- Halaman:
════════

Hanya orang yang tidak memiliki
kepercayaan dirilah yang berani berbuat ketidakbaikan. Karena dia tidak
memiliki percaya diri, dia berusaha menghilangkan kegelisahannya dengan berbuat
kejahatan. Kepercayaan diri seseorang itu berbeda-beda. Dan kepercayaan diri
yang baik akan membuat seseorang memandang dirinya baik dengan menghindari
ketidakbaikan. Demikian kira-kira ungkapan Krishna
dari taman nirwana, dalam satu episode dari serial Mahabharata.
Ungkapan bijak Bashudewa Krishna
menghujam kuat di hati saya. Tentu saja, Mahabharata bukan kisah amatir yang
memungkinkan quotes didalamnya
ditulis oleh script-writer amatir
untuk bisa kita pertentangkan benar salahnya. Saya sendiri teringat ulasan
dalam buku test kepribadian tentang apa sebenarnya percaya diri. Orang yang
memiliki percaya diri sesungguhnya adalah orang yang memiliki konsep diri yang
matang. Tidak tergoyahkan oleh cacian orang, pun tak perlu pujian untuk
melesatkan semangatnya, apalagi sampai memuji-muji diri sendiri. Bagi orang
yang percaya diri, prinsipnya tentang baik dan buruk, benar dan salah, cukuplah
memandunya untuk anti putus asa, bangun dari segala kekecewaan, dan straight ahead menjalankan visi kebaikan
yang diperjuangkannya.
Epos Mahabharata sendiri, sudah tua
sekali usianya. Namun sampai sekarang, masih sering kita temui kisah perjuangan
Pandhawa melawan Kurawa ini, dijadikan sebagai inspirasi. Mengapa? Karena
kontekstual dari kisah ini selalu ada di sekitar kita. Perampasan hak,
penindasan mayoritas terhadap minoritas, dan pemusnahan, atau jika tidak,
penggusuran terhadap kelompok kebaikan. Dan dari semua itu, selalu ada pengobar
api layaknya Sengkuni pengadu domba.
Lihat di sekitar kita. Jangankan di
jagad Indonesia raya, di sekeliling tempat tinggal, di tempat kerja, di
lingkungan terdekat kita, isu-isu seperti itu selalu ada. Manusia selain
dibekali fitrah untuk menuju kedamaian hati, juga dilekati sifat cinta terhadap
kerlap dunia, nikmatnya kedudukan untuk menguasai orang lain, menguasai
pasangan, dan menguasai harta melimpah. Demikian juga dalam ilmu social,
dikenal istilah id (jiwa yang
merusak), ego (jiwa yang
bernegoisasi) dan super ego (hati
nurani yang ingin selalu berbuat baik). Karenanya Sigmund Freud berpendapat,
akan selalu ada masalah dalam masyarakat.

════════

- Cuplikan Data:
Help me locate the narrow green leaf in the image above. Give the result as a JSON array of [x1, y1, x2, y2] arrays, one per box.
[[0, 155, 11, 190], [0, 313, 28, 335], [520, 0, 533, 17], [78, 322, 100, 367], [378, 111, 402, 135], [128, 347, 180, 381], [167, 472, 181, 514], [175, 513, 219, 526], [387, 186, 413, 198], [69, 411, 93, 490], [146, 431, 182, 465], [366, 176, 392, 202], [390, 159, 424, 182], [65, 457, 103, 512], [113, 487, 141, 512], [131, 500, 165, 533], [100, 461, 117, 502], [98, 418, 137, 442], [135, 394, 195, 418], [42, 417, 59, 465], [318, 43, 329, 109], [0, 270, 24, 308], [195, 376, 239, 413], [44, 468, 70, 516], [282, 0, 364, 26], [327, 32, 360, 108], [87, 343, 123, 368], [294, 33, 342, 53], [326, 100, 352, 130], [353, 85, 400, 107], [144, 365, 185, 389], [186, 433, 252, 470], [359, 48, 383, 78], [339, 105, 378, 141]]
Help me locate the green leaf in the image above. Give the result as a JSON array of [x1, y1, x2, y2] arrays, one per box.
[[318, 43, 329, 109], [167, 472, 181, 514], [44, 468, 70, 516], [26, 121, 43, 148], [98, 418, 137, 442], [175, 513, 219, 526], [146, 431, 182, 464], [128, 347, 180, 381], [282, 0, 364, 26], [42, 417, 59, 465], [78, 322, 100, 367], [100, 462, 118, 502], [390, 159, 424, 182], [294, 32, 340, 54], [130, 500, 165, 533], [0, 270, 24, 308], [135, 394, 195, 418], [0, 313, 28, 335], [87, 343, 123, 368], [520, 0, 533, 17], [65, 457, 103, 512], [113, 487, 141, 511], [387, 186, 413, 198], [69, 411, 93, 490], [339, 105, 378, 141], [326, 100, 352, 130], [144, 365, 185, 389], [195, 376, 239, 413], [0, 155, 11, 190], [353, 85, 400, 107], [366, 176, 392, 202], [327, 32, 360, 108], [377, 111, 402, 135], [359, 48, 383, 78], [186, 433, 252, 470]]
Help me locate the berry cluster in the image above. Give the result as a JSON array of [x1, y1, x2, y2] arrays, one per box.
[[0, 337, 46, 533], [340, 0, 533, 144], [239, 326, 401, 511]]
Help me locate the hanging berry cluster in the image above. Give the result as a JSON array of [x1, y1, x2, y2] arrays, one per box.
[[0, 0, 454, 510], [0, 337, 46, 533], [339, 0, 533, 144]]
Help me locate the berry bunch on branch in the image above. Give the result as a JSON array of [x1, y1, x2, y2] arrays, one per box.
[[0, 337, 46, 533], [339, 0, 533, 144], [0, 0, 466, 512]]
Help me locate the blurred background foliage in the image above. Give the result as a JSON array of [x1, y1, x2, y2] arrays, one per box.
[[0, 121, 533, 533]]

════════

- Tugas Tertulis 1: Menurut tulisan tentang kepercayaan diri dan Mahabharata pada halaman, apa pendapat Sigmund Freud?
- Tugas Tertulis 2: Lanjutkan tulisan tentang kepercayaan diri dan Mahabharata pada halaman, mulai setelah kalimat terakhirnya.

- Keluaran 1: Akan selalu ada masalah dalam masyarakat.

- Keluaran 2:
Di
antara mereka, ada yang terang-terangan berbuat sambil tertawa. Merasa dirinya
hebat karena mampu menaklukkan orang
lain. Merasa dirinya unggul karena mampu memiliki apa yang tak dimiliki orang
lain. Tapi ada juga yang bekerja dari balik layar. Tak mau mengotori tangannya
sendiri untuk kekotoran yang dibuatnya. Memakai tangan orang lain agar tak
ketahuan kebusukannya. Disinilah dia berperan, sebagai penjilat, penghasut atau
pemfitnah. Pembawa kayu bakar yang mengobar api dimana-mana. Saat orang-orang
yang di-brainwash-nya mati-matian
berseru dan berbuat atas hasutannya, dia dibelakang tertawa-tawa, mengagumi
dirinya sendiri yang berhasil membuat orang lain berkorban, mengelus-elus
perutnya yang sudah kekenyangan tanpa harus bersusah payah. Dialah loser sejati. Jika dekat dengan
pimpinan, dia menjilat. Jika jauh dari pimpinan, dia menghasut. Herannya saya,
orang seperti ini selalu dibekali Tuhan dengan ketrampilan komunikasi tingkat
dewa. Pandai mengumbar dalil, pandai mengambil hati orang yang tak tahu
apa-apa, dan selalu mendapatkan dukungan solid untuk melawan kebaikan.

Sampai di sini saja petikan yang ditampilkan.